Protocols and Peak Performance


Last week, the popular podcast host Andrew Huberman went on the Tonight Show. During his appearance, he ​said​ that getting sufficient low-angle morning sunlight is “the single best thing you can do for your physical and mental health, believe it or not.”

This, of course, is patently false.

To be sure, getting outside early in the day is very likely helpful to your circadian rhythm, or your natural sleep and wake cycle. It is a good thing to do! Steve and I wrote as much in the chapter on sleep in our 2017 book, Peak Performance. Yet it’s also true that there are plenty of people who do just fine without getting natural light upon waking, let alone at a specific angle.

But you know what most people do not get on just fine without? Physical activity and social connections. Though it is admittedly reductionist to say there is any “single best thing” for mental and physical health, if your hand was being forced, you’d probably list physical activity followed by meaningful relationships, and that would be based not on ​extrapolated​ ​mechanistic​ ​research​, but on decades of ​large-scale​ ​studies​ where the end-points were physical and mental health.

(To be super explicit, because people get fired up about this topic: getting morning sunlight is probably good for you if you can swing it! It’s what our species has done forever. Worrying about a specific timing and angle, however, may be overkill; our ancestors certainly didn’t do that. Just try to spend some time outside early in the day!)

### Apply what you read
• A. Return everything in the essay on morning sunlight from "Protocols and Peak" down to "is patently false.", word for word.
• B. Resume the essay on morning sunlight, picking up after its final sentence.
The material comes from a separate source and is unrelated to the essay on morning sunlight.

### Given data
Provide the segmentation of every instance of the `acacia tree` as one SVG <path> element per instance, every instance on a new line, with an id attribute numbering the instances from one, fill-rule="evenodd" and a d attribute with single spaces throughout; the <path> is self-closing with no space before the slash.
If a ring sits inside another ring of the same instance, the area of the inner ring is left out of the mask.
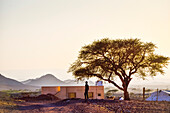
<path id="1" fill-rule="evenodd" d="M 164 74 L 163 68 L 168 65 L 169 57 L 154 53 L 156 46 L 141 42 L 140 39 L 104 38 L 81 48 L 78 59 L 70 66 L 77 80 L 98 77 L 112 83 L 124 91 L 124 99 L 130 100 L 128 85 L 133 76 L 142 77 Z M 114 77 L 122 85 L 118 85 Z"/>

### Exercise results
• A.
Protocols and Peak Performance


Last week, the popular podcast host Andrew Huberman went on the Tonight Show. During his appearance, he ​said​ that getting sufficient low-angle morning sunlight is “the single best thing you can do for your physical and mental health, believe it or not.”

This, of course, is patently false.

• B.
Next, Huberman led the audience through a simple ​breathing exercise​ to reduce stress. Again, there is nothing wrong with this. Breathing exercises can reduce stress. They are generally good! But it’s also true that they pale in comparison to the hard work of ​acceptance and commitment​, engaging with a skilled therapist, physical activity, and meaningful relationships. It’s also true that getting too caught up on breathing your way out of stress and anxiety is actually a surefire way to ​increase stress and anxiety​!

I don’t want to sit here and harp on Andrew Huberman. I’m sure the Tonight Show was stoked to have these relatively quick fixes for all that ails us! Perhaps they even requested them. And to be clear, nothing Huberman said was harmful. It all makes sense, even if the importance was inflated.

What’s worth pointing out, however, is just how much of the performance, health, and longevity world has moved in the direction of supplements, cold plunges, box breathing, physiological sighs, morning sunlight, and other “protocols.”

These supplements and similar topics have garnered greater time and attention on the airwaves. They sound cool and fancy. They promise big benefits for fairly little energy. And they almost universally fall short.

The truth is that anyone who is being honest and is worth their salt will tell you that peak performance is not about supplements, cold plunges, or fancy protocols. It’s about a steadfast commitment to nailing the fundamentals of your craft for years and having the right people around you.

With consistency and community, you can become very good at nearly anything. At the tippy top, it’s also about having the right genetics. Few professional athletes wake up at 5 AM to cold plunge and gaze at the sun.

The same goes for health. It’s shocking the number of bizarre things people do to “optimize” their health and longevity and yet they don’t exercise regularly, eat fruits and veggies, build community, commit to meaningful relationships, or ever relax. They obsess over the 0.1% but not the 99.9%.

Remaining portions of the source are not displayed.